§ WHAT IS REQUIRED:
List every line in the items below that contains the string "target", copying each such line in full. Case counts.

-- start of SUPPLIED MATERIAL --

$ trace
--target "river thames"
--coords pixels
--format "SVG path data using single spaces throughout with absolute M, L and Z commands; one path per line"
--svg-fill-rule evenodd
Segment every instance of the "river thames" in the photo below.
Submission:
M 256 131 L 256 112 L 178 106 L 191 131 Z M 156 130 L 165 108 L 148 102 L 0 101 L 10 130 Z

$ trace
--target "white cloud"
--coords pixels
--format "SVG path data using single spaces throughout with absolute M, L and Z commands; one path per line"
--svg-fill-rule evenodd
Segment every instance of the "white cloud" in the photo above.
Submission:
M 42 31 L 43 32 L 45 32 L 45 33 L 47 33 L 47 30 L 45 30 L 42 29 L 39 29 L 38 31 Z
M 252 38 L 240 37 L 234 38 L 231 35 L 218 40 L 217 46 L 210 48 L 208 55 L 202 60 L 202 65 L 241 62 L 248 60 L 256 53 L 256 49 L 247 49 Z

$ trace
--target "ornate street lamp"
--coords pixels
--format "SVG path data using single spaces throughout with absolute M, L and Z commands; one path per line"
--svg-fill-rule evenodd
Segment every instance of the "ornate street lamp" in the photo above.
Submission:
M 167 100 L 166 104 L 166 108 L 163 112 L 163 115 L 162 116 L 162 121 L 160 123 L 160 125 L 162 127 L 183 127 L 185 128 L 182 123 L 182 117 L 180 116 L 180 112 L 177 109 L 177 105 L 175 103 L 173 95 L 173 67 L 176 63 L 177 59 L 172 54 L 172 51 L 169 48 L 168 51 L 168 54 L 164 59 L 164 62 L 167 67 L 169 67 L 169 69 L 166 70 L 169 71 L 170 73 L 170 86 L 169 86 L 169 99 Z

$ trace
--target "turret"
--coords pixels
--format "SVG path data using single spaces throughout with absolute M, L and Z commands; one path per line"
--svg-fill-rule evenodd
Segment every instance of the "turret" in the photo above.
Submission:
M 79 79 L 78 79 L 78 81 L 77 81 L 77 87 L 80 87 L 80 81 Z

-- end of SUPPLIED MATERIAL --

§ WRITTEN ANSWER:
--target "river thames"
--target "white cloud"
--target "ornate street lamp"
--target "turret"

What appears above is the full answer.